#### Document section:
Skip to main content

MCP server and CLI for web search and page reading with SearXNG, Crawl4AI, and Redis

Project description

SourceWeave Web Search

SourceWeave Web Search is an MCP server and CLI for web search plus follow-up page reading.

It uses SearXNG for search, Crawl4AI for HTML extraction, and Redis or Valkey for caching.

For most users, the setup is simple:

  1. run the supporting services locally in containers, or point at existing external endpoints
  2. start the MCP server with uvx
  3. connect your MCP client to the running server over stdio or local HTTP

Key Features

  • MCP server with stdio, sse, and streamable-http transports
  • lean search plus follow-up page reading for MCP clients
  • explicit per-URL document conversion for PDFs and other supported documents
  • focused reads, related-link limits, image metadata, and page-quality hints
  • publishable Python package, container image, and generated OpenWebUI artifact
  • compatible with OpenCode, VS Code Copilot, and other MCP clients

Requirements

  • Python 3.12+
  • a reachable SearXNG endpoint
  • a reachable Crawl4AI endpoint
  • a reachable Redis or Valkey instance

Optional:

  • Docker and Docker Compose for the repo-local stack

Recommended Local Deployment

Start the supporting services locally:

git clone https://github.com/MRNAQA/sourceweave-web-search.git
cd sourceweave-web-search
cp .env.example .env
docker compose up -d redis crawl4ai searxng

Then start the MCP server from the published package with uvx and point it at those local endpoints:

SOURCEWEAVE_SEARCH_SEARXNG_BASE_URL="http://127.0.0.1:19080/search?format=json&q=<query>" \
SOURCEWEAVE_SEARCH_CRAWL4AI_BASE_URL="http://127.0.0.1:19235" \
SOURCEWEAVE_SEARCH_CACHE_REDIS_URL="redis://127.0.0.1:16379/2" \
uvx --from sourceweave-web-search sourceweave-search-mcp

For a local HTTP MCP endpoint instead of stdio:

SOURCEWEAVE_SEARCH_SEARXNG_BASE_URL="http://127.0.0.1:19080/search?format=json&q=<query>" \
SOURCEWEAVE_SEARCH_CRAWL4AI_BASE_URL="http://127.0.0.1:19235" \
SOURCEWEAVE_SEARCH_CACHE_REDIS_URL="redis://127.0.0.1:16379/2" \
uvx --from sourceweave-web-search sourceweave-search-mcp \
  --transport streamable-http \
  --host 127.0.0.1 \
  --port 8000

You can also point the same uvx command at externally hosted SearXNG, Crawl4AI, and Redis or Valkey endpoints by changing the environment variables.

#### What the task asks:
Name every environment variable that the SourceWeave Web Search page sets in its uvx commands. The lines are separate material and not part of the SourceWeave Web Search page.

#### Source data:

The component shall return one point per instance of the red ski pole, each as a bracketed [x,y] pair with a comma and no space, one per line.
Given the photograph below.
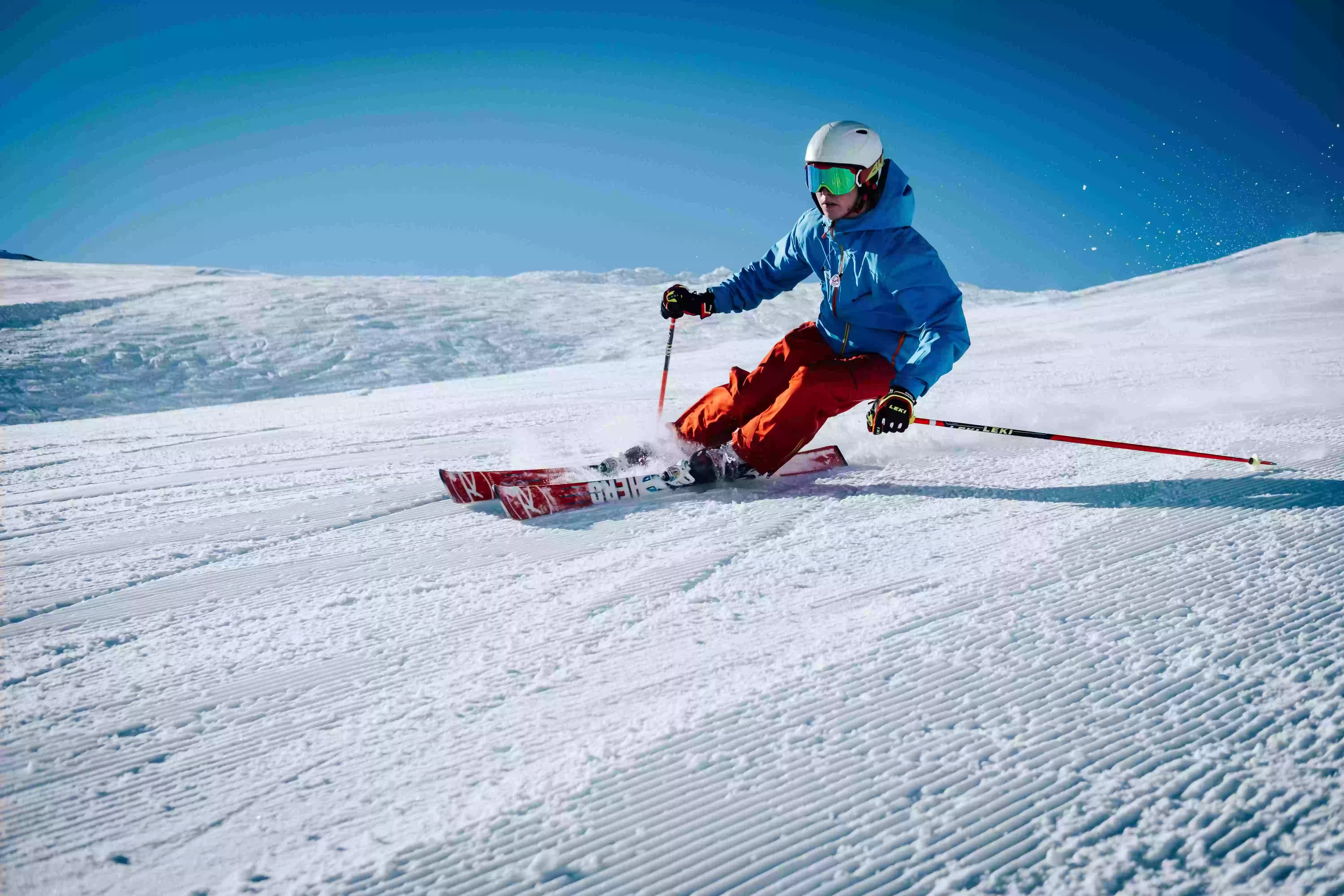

#### Response:
- SOURCEWEAVE_SEARCH_SEARXNG_BASE_URL
- SOURCEWEAVE_SEARCH_CRAWL4AI_BASE_URL
- SOURCEWEAVE_SEARCH_CACHE_REDIS_URL